TASK A:
Extract every line of the records that contains the string "blue", matching its case exactly.
# START OF PROVIDED TEXT
Interview with Aaron Williams, VP, MapD Technologies - Speaker at Global Data Science Conference - Santa Clara April 2018
We feature speakers at Global Data Science Conference - April 2 - 4 2018 - Santaclara - CA to catch up and find out what he or she is working on now and what's coming next. This week we're talking to Aaron Williams, VP, MapD Technologies(Topic : Speed Meets Scale For Predictive Analytics)
1. Tell us about yourself and your background.
I have a computer science background, including an MS from Case Western Reserve University in Cleveland. I moved out to California after school and got a job developing software for the earliest versions of Java at Sun Microsystems. Since then I’ve started two companies in the entertainment space, and invented technology that was nominated for two Emmy awards along the way. I’ve run large-scale community and open source programs at Sun, SAP and Mesosphere, and I joined MapD about 6 months ago.
2. What have you been working on recently?
I’m VP of Global Community for MapD, where I’m responsible for our core open source project and our active community of end users. Recently my team and I have been working on a project with the VW DataLab to use XGBoost to analyze churn in their customers.
3. Tell me about the right tool you used recently to solve customer problem?
We mostly stick with the basics. We were using Jupyter and a few basic H2O machine learning algorithms this morning to make some predictions on a new dataset. Pair those tools with MapD’s Immerse visualization platform and our data scientists go from interactive feature engineering to training to visualized results (and black box testing) in seconds.
4. Where are we now today in terms of the state of Data Science, and where do you think we’ll go over the next five years?
Data Science is becoming mainstream, which means more and more areas of the business are being improved by the availability and completeness of data. As that trend continues, the challenge for the data science community will be empowering entire organizations to see benefits without needing to understand the details of how it all works. In five years, I predict that every company will need both a team of traditional data scientists to configure the tools and make the data available, but they’ll be empowering entire organizations to make data (including training models and being predictive) part of their everyday job.
5. You’ve already hired Y number of people approximately. What would be your pitch to folks out there to join your Organization? Why does your organization matter in the world?
# END OF PROVIDED TEXT
TASK B:
Write out the full Aaron Williams interview above, word for word.
# START OF INPUT
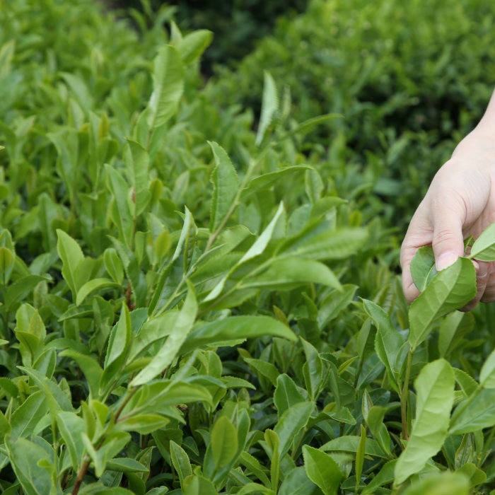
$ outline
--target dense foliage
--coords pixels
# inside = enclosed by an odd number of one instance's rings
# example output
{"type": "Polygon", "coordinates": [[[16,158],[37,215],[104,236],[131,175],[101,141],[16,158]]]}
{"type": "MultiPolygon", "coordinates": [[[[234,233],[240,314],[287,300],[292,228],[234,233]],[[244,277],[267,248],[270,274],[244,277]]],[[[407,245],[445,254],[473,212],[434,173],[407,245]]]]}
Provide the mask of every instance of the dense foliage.
{"type": "Polygon", "coordinates": [[[494,15],[487,0],[313,0],[212,89],[259,108],[268,70],[290,87],[297,118],[342,113],[318,136],[332,174],[359,163],[397,225],[486,107],[494,15]]]}
{"type": "MultiPolygon", "coordinates": [[[[144,12],[150,18],[163,0],[105,0],[112,8],[134,17],[144,12]]],[[[268,35],[277,18],[303,12],[308,0],[176,0],[170,6],[177,22],[187,29],[207,28],[215,38],[201,60],[202,72],[211,75],[218,64],[231,66],[268,35]]]]}
{"type": "Polygon", "coordinates": [[[2,494],[489,493],[494,305],[425,248],[408,308],[341,116],[219,105],[167,7],[0,5],[2,494]]]}

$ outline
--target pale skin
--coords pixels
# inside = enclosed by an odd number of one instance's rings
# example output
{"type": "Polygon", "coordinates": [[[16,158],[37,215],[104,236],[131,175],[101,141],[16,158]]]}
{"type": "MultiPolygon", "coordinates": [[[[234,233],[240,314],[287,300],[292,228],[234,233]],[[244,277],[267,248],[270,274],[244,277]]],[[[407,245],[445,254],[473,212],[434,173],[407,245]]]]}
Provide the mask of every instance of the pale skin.
{"type": "MultiPolygon", "coordinates": [[[[495,221],[495,92],[478,125],[459,143],[431,181],[409,223],[400,250],[402,287],[408,302],[419,294],[411,276],[418,248],[431,245],[436,269],[464,254],[463,240],[475,239],[495,221]]],[[[477,294],[462,309],[495,301],[495,263],[474,262],[477,294]]]]}

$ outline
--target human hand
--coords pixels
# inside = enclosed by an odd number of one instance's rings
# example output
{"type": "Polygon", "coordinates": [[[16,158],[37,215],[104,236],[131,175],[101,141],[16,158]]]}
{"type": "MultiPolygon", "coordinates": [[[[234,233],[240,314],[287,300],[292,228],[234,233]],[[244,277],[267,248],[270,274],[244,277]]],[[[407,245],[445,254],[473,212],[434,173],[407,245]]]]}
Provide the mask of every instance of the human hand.
{"type": "MultiPolygon", "coordinates": [[[[464,255],[464,238],[477,238],[495,221],[495,136],[486,130],[475,129],[460,143],[411,220],[400,253],[402,287],[409,303],[419,294],[410,269],[418,248],[432,245],[440,271],[464,255]]],[[[480,301],[495,300],[495,263],[473,262],[477,294],[462,308],[466,311],[480,301]]]]}

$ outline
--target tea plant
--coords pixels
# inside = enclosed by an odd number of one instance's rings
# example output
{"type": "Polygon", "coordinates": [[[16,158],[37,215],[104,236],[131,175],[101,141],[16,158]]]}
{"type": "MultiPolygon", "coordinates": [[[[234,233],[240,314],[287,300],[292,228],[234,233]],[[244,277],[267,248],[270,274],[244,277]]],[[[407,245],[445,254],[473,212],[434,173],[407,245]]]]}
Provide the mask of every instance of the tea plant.
{"type": "Polygon", "coordinates": [[[390,231],[311,151],[341,117],[294,121],[266,73],[255,134],[169,16],[6,11],[2,493],[489,493],[493,305],[456,310],[495,227],[438,274],[419,250],[408,308],[390,231]]]}

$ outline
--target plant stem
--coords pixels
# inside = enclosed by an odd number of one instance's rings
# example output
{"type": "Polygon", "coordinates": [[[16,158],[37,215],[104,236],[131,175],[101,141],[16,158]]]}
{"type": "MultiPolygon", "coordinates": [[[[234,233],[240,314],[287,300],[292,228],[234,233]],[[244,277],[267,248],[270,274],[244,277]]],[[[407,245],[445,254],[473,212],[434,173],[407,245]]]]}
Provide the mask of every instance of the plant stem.
{"type": "MultiPolygon", "coordinates": [[[[261,156],[262,156],[262,153],[261,156]]],[[[261,156],[258,160],[253,160],[251,161],[251,163],[250,164],[249,167],[248,168],[248,170],[246,171],[246,175],[244,176],[243,182],[239,186],[239,189],[238,190],[237,193],[235,194],[234,200],[232,202],[232,204],[231,204],[231,207],[228,209],[228,211],[226,214],[225,216],[223,217],[223,219],[221,221],[220,225],[218,226],[216,230],[214,232],[213,232],[209,236],[208,242],[206,243],[206,247],[204,248],[204,252],[208,251],[213,245],[213,243],[215,242],[215,240],[216,240],[216,238],[219,237],[219,235],[221,233],[222,230],[223,229],[223,227],[225,227],[226,224],[228,221],[228,219],[231,218],[231,215],[232,215],[232,214],[234,212],[234,210],[237,208],[238,205],[239,204],[240,194],[243,193],[243,191],[244,190],[246,185],[248,185],[248,182],[251,178],[251,175],[252,175],[255,166],[257,165],[260,160],[261,159],[261,156]]]]}
{"type": "Polygon", "coordinates": [[[72,495],[77,495],[79,492],[79,488],[81,488],[81,484],[83,482],[83,479],[84,478],[86,471],[89,467],[89,463],[91,459],[87,459],[83,462],[83,465],[79,470],[79,472],[77,473],[77,477],[76,478],[76,482],[74,483],[74,487],[72,490],[72,495]]]}
{"type": "MultiPolygon", "coordinates": [[[[119,419],[119,417],[122,414],[122,411],[124,410],[124,408],[126,407],[129,401],[131,400],[132,396],[137,392],[138,388],[131,388],[131,389],[127,389],[127,395],[124,397],[122,403],[119,406],[118,409],[115,412],[115,421],[117,422],[117,419],[119,419]]],[[[96,450],[98,450],[101,446],[103,444],[104,438],[102,438],[100,442],[98,443],[98,445],[96,446],[96,450]]],[[[86,474],[86,472],[88,471],[88,468],[89,467],[89,465],[91,462],[91,458],[86,459],[83,462],[83,465],[81,466],[81,469],[79,470],[78,472],[77,473],[77,476],[76,477],[76,482],[74,483],[74,487],[72,489],[72,495],[77,495],[77,494],[79,492],[79,489],[81,488],[81,484],[83,482],[83,479],[84,479],[84,477],[86,474]]]]}
{"type": "Polygon", "coordinates": [[[407,353],[407,363],[406,365],[406,375],[404,378],[404,386],[400,394],[400,413],[402,421],[402,438],[409,440],[407,431],[407,398],[409,396],[409,380],[411,376],[411,366],[414,351],[409,349],[407,353]]]}

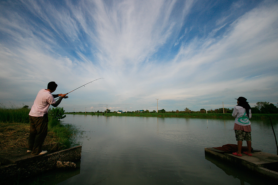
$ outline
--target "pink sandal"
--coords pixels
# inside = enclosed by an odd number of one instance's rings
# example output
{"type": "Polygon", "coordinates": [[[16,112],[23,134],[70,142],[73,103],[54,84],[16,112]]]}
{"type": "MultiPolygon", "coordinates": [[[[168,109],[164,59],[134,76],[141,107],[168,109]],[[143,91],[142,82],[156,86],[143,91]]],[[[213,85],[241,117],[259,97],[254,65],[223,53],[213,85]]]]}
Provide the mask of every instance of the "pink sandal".
{"type": "Polygon", "coordinates": [[[248,154],[248,153],[247,153],[247,152],[246,152],[246,151],[244,151],[244,152],[242,152],[242,153],[243,153],[243,154],[246,154],[246,155],[249,155],[249,156],[252,156],[252,154],[248,154]]]}
{"type": "Polygon", "coordinates": [[[242,156],[242,155],[241,154],[240,155],[237,152],[234,152],[233,153],[233,155],[237,155],[238,156],[239,156],[239,157],[241,157],[242,156]]]}

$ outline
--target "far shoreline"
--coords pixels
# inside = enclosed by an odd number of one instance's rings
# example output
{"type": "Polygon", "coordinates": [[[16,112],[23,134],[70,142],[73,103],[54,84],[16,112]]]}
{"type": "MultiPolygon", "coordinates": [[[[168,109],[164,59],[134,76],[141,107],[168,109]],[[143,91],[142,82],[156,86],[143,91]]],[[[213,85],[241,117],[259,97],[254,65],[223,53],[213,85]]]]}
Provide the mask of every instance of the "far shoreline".
{"type": "MultiPolygon", "coordinates": [[[[234,118],[232,116],[230,113],[134,113],[120,114],[117,113],[92,113],[91,112],[85,113],[73,113],[65,112],[65,114],[72,114],[73,115],[104,115],[106,116],[137,116],[145,117],[174,117],[174,118],[205,118],[215,119],[222,118],[227,119],[234,119],[234,118]]],[[[278,114],[252,114],[251,120],[266,119],[278,119],[278,114]]]]}

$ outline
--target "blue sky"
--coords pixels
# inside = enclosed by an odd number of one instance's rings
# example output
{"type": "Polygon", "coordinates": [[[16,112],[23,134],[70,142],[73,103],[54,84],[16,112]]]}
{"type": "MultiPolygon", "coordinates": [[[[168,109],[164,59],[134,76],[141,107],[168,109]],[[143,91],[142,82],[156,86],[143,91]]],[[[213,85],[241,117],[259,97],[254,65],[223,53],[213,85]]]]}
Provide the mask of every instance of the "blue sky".
{"type": "Polygon", "coordinates": [[[274,0],[2,1],[0,103],[49,82],[66,111],[278,103],[274,0]]]}

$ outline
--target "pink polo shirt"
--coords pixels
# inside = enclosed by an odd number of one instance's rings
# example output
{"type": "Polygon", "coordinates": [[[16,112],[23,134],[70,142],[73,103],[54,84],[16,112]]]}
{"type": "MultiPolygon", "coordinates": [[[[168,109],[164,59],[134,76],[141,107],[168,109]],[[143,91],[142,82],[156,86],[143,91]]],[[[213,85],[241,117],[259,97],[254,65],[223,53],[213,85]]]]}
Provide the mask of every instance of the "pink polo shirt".
{"type": "Polygon", "coordinates": [[[43,116],[47,113],[50,105],[56,103],[50,92],[46,89],[42,89],[37,95],[29,115],[35,117],[43,116]]]}

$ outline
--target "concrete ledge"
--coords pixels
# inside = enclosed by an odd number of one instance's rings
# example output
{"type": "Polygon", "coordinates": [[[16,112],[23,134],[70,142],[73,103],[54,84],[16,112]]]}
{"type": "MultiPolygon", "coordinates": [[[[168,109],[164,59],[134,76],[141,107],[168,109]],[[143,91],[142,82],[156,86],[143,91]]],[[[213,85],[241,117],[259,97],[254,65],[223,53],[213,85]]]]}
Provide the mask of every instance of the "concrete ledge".
{"type": "MultiPolygon", "coordinates": [[[[32,155],[25,151],[15,159],[6,159],[11,163],[0,166],[0,181],[5,182],[19,177],[24,178],[54,169],[58,161],[73,162],[79,159],[82,147],[78,146],[40,155],[32,155]]],[[[1,161],[3,156],[2,158],[1,161]]]]}

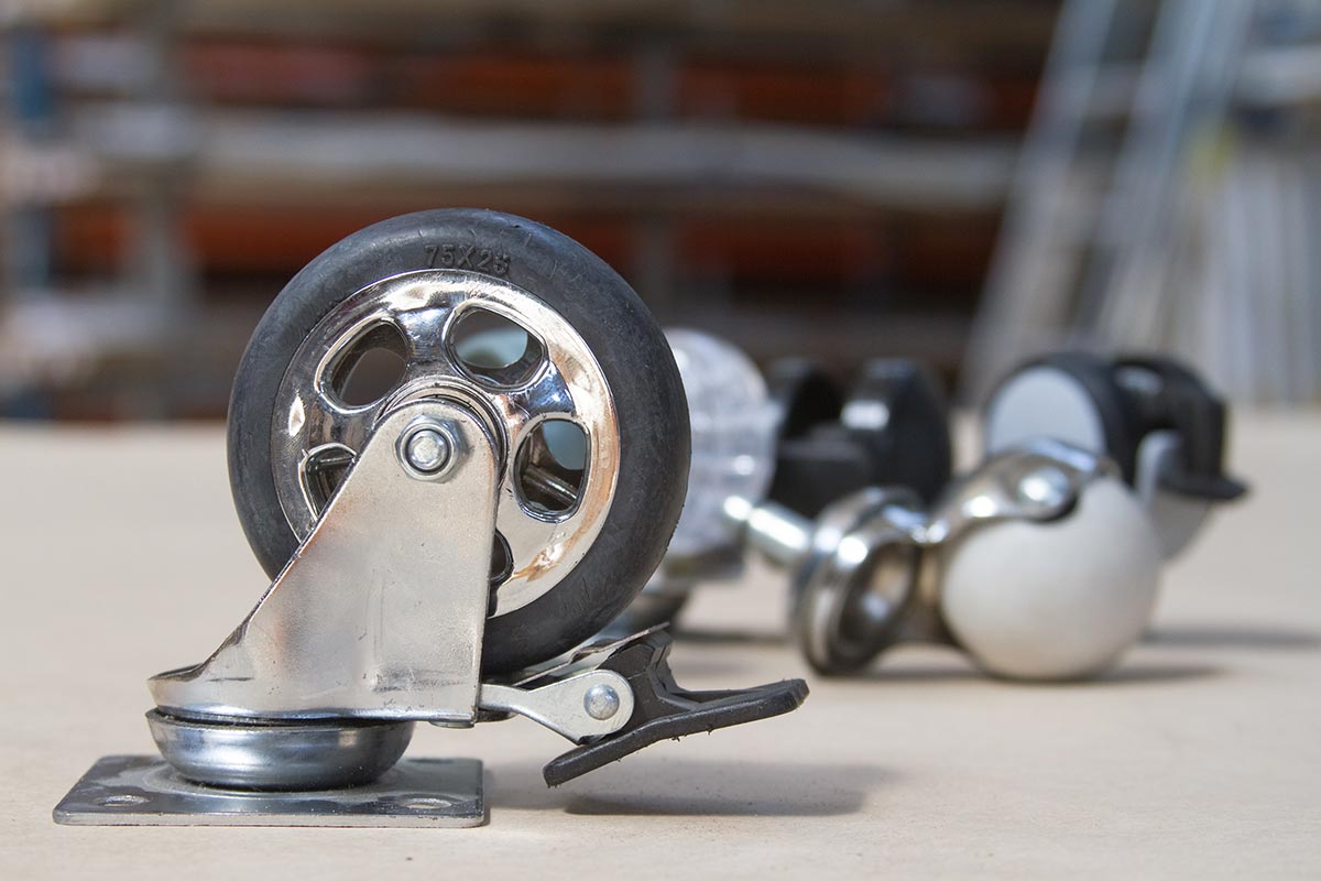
# END OF INPUT
EXERCISE ANSWER A:
--target "blue sky"
Provide the mask of every instance of the "blue sky".

EXERCISE ANSWER B:
Interview with Aaron Williams, VP, MapD Technologies - Speaker at Global Data Science Conference - Santa Clara April 2018
We feature speakers at Global Data Science Conference - April 2 - 4 2018 - Santaclara - CA to catch up and find out what he or she is working on now and what's coming next. This week we're talking to Aaron Williams, VP, MapD Technologies(Topic : Speed Meets Scale For Predictive Analytics)
1. Tell us about yourself and your background.
I have a computer science background, including an MS from Case Western Reserve University in Cleveland. I moved out to California after school and got a job developing software for the earliest versions of Java at Sun Microsystems. Since then I’ve started two companies in the entertainment space, and invented technology that was nominated for two Emmy awards along the way. I’ve run large-scale community and open source programs at Sun, SAP and Mesosphere, and I joined MapD about 6 months ago.
2. What have you been working on recently?
I’m VP of Global Community for MapD, where I’m responsible for our core open source project and our active community of end users. Recently my team and I have been working on a project with the VW DataLab to use XGBoost to analyze churn in their customers.
3. Tell me about the right tool you used recently to solve customer problem?
We mostly stick with the basics. We were using Jupyter and a few basic H2O machine learning algorithms this morning to make some predictions on a new dataset. Pair those tools with MapD’s Immerse visualization platform and our data scientists go from interactive feature engineering to training to visualized results (and black box testing) in seconds.
4. Where are we now today in terms of the state of Data Science, and where do you think we’ll go over the next five years?
Data Science is becoming mainstream, which means more and more areas of the business are being improved by the availability and completeness of data. As that trend continues, the challenge for the data science community will be empowering entire organizations to see benefits without needing to understand the details of how it all works. In five years, I predict that every company will need both a team of traditional data scientists to configure the tools and make the data available, but they’ll be empowering entire organizations to make data (including training models and being predictive) part of their everyday job.
5. You’ve already hired Y number of people approximately. What would be your pitch to folks out there to join your Organization? Why does your organization matter in the world?